▸ Exercise task 1:
According to the article on Jon Caldara's Chile remark, which think tank is Caldara president of?

▸ Selected passage:
▬▬▬

Caldara dubiously pointed to Chile as example of successful social security privatization

Discussing social security privatization during his February 20 broadcast, Newsradio 850 KOA host Jon Caldara dubiously pointed to Chile as a place “where things were done right.” However, dissatisfaction with Chile's pension system was a major issue in the most recent presidential election, with both candidates endorsing reform.

During the February 20 broadcast of his Newsradio 850 KOA show, host Jon Caldara dubiously cited Chile as a country that successfully has privatized social security. However, media outlets reported that both candidates in Chile's 2006 presidential runoff declared the country's pension system in need of repair -- a view that reportedly was shared by independent economists.

Caldara, who also is president of the conservative think tank the Independence Institute, was discussing government approaches to “fix[ing] things” with a caller.

From the February 20 broadcast of Newsradio 850 KOA's The Jon Caldara Show:

CALDARA: When government screws things up -- and by the way, they do -- how do they fix things?

CALLER: By taxing people.

CALDARA: Right. They -- they never say, “Whew, we -- we messed this one up. We're gonna -- we're gonna have to back off.” Let -- let -- let's take a look at some of the -- some of the places where things were done right. Let's look at Chile, for instance, which has now privatized social security. What we call social security. They were on the brink of pure anarchy. You look at -- is it Estonia? I'm trying to remember which -- which Baltic nation now has a flat tax rate, à la Milton Friedman. And it was that they -- their government was bankrupt. They couldn't get anything done. So by the time it gets to the point where our reforms are taken seriously, things have to get a lot worse. So, I'm -- I'm not -- I'm not too excited about government taking over things just so that they can get screwed up in the long run.

▬▬▬

(Excerpts from a detection dataset)
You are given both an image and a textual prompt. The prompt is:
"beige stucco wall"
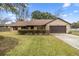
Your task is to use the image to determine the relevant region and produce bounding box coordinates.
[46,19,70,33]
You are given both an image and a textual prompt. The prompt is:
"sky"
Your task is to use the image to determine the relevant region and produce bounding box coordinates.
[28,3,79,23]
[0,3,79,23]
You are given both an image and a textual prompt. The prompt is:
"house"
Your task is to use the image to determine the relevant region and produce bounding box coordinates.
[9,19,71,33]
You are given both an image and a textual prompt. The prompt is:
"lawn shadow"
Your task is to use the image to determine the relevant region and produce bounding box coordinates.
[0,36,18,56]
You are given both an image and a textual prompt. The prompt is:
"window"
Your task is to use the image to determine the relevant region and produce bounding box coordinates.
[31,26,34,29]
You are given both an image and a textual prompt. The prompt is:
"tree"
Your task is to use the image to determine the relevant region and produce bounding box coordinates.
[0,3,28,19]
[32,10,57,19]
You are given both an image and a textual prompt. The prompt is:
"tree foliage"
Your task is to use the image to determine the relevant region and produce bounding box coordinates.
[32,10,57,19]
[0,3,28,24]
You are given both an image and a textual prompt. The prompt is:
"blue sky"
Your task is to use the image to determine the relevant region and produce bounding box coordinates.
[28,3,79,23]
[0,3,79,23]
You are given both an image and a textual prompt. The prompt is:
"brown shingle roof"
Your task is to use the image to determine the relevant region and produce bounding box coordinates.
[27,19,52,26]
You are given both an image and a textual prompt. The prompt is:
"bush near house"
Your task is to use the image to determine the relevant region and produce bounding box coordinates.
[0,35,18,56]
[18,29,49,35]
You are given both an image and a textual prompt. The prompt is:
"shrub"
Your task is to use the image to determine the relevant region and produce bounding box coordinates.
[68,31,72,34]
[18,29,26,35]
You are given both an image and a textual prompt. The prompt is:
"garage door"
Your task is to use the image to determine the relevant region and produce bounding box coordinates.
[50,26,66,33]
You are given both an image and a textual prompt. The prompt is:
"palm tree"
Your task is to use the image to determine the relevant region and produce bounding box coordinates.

▬▬▬

▸ Exercise task 2:
Rewrite the part of the listing that opens with its first line and closes with the line containing "[9,19,71,33]", both ends included, and increase every bounding box coordinate by 144. Leave the pictures out.

▸ Full response 1:
The Independence Institute

▸ Full response 2:
You are given both an image and a textual prompt. The prompt is:
"beige stucco wall"
Your task is to use the image to determine the relevant region and produce bounding box coordinates.
[190,163,214,177]
You are given both an image and a textual prompt. The prompt is:
"sky"
Your task is to use the image to determine the relevant region and produce bounding box coordinates.
[172,147,223,167]
[144,147,223,167]
You are given both an image and a textual prompt. The prompt is:
"house"
Your task is to use the image to determine the relevant region and produce bounding box coordinates.
[153,163,215,177]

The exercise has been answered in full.